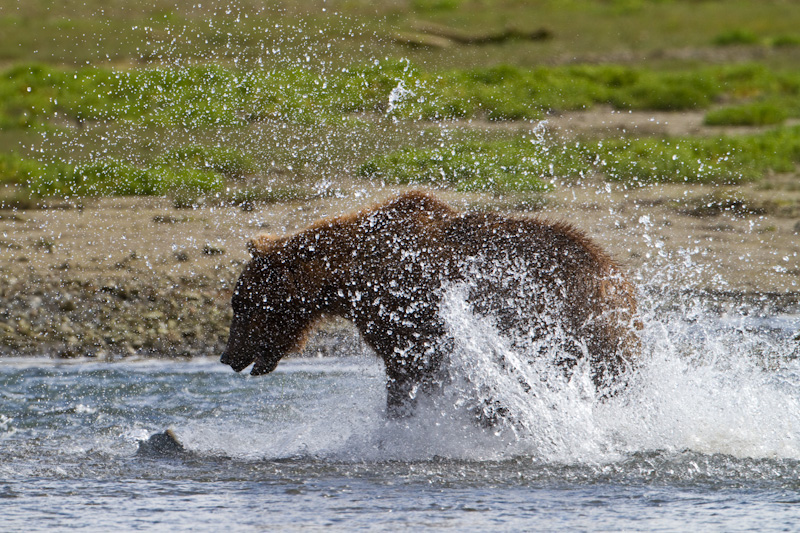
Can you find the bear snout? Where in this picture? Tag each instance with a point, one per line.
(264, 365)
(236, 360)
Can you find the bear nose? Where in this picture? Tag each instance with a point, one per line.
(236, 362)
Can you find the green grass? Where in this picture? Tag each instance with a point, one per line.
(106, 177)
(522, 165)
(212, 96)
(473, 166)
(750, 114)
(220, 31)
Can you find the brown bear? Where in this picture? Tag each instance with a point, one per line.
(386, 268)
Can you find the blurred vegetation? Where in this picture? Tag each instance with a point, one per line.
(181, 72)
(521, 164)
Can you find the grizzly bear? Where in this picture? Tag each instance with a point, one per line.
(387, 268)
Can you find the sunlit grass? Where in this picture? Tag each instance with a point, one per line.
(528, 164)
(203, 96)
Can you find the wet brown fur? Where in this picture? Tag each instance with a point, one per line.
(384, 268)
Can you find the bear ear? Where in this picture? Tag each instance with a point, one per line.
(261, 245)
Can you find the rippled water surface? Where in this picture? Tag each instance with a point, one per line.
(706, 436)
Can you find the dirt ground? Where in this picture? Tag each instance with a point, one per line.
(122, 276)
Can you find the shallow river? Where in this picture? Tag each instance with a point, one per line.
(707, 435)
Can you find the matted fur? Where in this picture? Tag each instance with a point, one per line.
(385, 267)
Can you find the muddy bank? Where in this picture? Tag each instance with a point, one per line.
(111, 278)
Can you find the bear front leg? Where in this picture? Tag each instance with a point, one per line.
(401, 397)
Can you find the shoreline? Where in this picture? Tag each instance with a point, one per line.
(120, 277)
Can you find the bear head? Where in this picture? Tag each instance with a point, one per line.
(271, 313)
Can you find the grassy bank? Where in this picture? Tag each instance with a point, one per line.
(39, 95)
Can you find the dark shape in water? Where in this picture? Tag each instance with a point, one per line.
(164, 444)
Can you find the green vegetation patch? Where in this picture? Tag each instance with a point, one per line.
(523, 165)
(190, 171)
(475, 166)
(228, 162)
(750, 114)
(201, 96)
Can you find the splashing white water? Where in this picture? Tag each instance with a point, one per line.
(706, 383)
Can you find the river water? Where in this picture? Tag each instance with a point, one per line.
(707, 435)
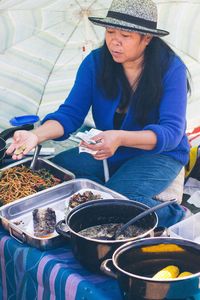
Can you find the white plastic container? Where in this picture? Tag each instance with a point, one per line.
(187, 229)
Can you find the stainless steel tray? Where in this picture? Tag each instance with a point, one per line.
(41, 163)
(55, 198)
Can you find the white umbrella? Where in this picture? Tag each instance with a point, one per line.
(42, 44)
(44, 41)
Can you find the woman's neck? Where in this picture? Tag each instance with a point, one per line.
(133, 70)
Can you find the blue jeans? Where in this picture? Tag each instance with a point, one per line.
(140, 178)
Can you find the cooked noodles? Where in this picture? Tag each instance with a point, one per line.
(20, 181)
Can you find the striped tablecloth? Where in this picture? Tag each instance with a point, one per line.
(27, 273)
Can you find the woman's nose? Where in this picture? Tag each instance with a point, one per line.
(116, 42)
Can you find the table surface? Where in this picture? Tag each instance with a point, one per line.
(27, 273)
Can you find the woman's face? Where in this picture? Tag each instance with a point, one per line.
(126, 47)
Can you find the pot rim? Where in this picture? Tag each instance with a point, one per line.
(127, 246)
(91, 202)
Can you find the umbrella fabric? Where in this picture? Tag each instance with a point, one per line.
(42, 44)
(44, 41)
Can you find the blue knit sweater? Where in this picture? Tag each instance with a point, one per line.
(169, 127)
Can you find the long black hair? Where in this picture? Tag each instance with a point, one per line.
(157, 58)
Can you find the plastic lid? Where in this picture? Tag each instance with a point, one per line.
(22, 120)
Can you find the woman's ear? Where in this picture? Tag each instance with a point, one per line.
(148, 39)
· · ·
The entries are to be transcribed word for word, without their images.

Can you find the bear snout? Where in this picture? Tag each instance with a point, one per line.
(264, 365)
(236, 360)
Can you find the bear nose? Where in this picture? Tag each instance with a point, one per line.
(236, 362)
Can you find the green grass? Where in this picture? Tag each instance with a point, one per line.
(106, 177)
(522, 165)
(212, 96)
(473, 166)
(750, 114)
(220, 31)
Can you find the brown bear? Where in this picture? Tag each instance with a point, one per line.
(386, 268)
Can you find the blurred vegetation? Where in this picture? Tag each instance with a point, one per line.
(181, 72)
(521, 164)
Can you find the grizzly bear? Where in this picture? Tag each instance with a point, one per line.
(387, 268)
Can you find the sunlit grass? Where in this picture? Tag each instance with a point, one per line.
(528, 164)
(203, 96)
Can you find the wet brown fur? Where in this picture? Tag each instance with a point, one per line.
(384, 268)
Can you find the bear ear? Where in this picture? Tag each instance with a point, one per line.
(261, 245)
Can you find the rippled water surface? Where in this picture? Tag each instance with a point, one per line.
(706, 436)
Can you find the dirt ground? Where in this picture? Tag each instance with a point, one per line.
(122, 276)
Can you find the shallow river? Where in this picture? Tag each instance with a point, one per line.
(707, 435)
Can you find the matted fur? Where in this picture? Tag each instance with a point, one per line.
(385, 267)
Can you find the muddy bank? Where in this picture? Tag each instance with a point, one per line.
(111, 278)
Can you find the bear front leg? Where in this picture? Tag each instance with a point, one per line.
(401, 397)
Can you find the shoreline? Where in this picture? Tag each instance with a point, one per line.
(120, 277)
Can you find the bear head? Where in this picture? Tag each instance with a point, one per line.
(271, 313)
Can you find the grassy bank? Where in this picture? Tag each instance with a point, one per line.
(39, 95)
Can you find the dark shape in water? Where in this picture? Tag each instance with a point, one per line.
(164, 444)
Can you find the green vegetation patch? Where in this picture? Tag each instance with a point, one per line.
(523, 165)
(190, 171)
(475, 166)
(228, 162)
(750, 114)
(201, 96)
Can you find the splashing white water? Where in this picture? Tag each instance with a point, one per line.
(706, 383)
Can you find the river water? Where in this picture? Tag each instance with a point, one per line.
(707, 435)
Can you find the white plastic container? Where in this picture? Tag each instance with a point, one per line.
(187, 229)
Can you find the stainless steel tray? Where in this picture? Tag each instance with a point, one per line.
(41, 163)
(55, 198)
Can you find the white umbrella? Where in this picture? Tag each instance with a point, one per line.
(42, 44)
(44, 41)
Can you find the woman's neck? Where in this picture? Tag each instance with a point, one per line.
(133, 70)
Can you find the blue jeans? Where in this picture? Tag each instance with a point, one per line.
(140, 178)
Can you find the cooked noodles? Where in this picture? Tag each instance with a point, one per line.
(20, 181)
Can you find the striped tablecloth? Where in this picture? Tag each instance with a point, one per line.
(27, 273)
Can you find the woman's nose? Where in this picture? Tag each instance with a point, one per line.
(116, 42)
Can you find the table surface? Where in this picture? Tag each instance with a point, one per line.
(27, 273)
Can you find the woman's face? Where in this picture? Tag each instance with a point, one per line.
(126, 47)
Can you find the pot rim? Where in this picture? Tag each instance with a point, one per line.
(127, 246)
(91, 202)
Can you find the umbrella fabric? Where in this picture? Tag each instance with a point, one per line.
(42, 44)
(44, 41)
Can you find the blue knit sweater? Where in this picture? Tag each instance with a point, one per line.
(169, 127)
Can you find the long black hair? Where in this picture? Tag each instance with a point, one per line.
(157, 58)
Can you find the plastic lid? Where in this picture? Tag each instance with a point, one per line.
(22, 120)
Can you find the woman's ear? Where in this picture? Tag each instance with a point, one per line.
(148, 39)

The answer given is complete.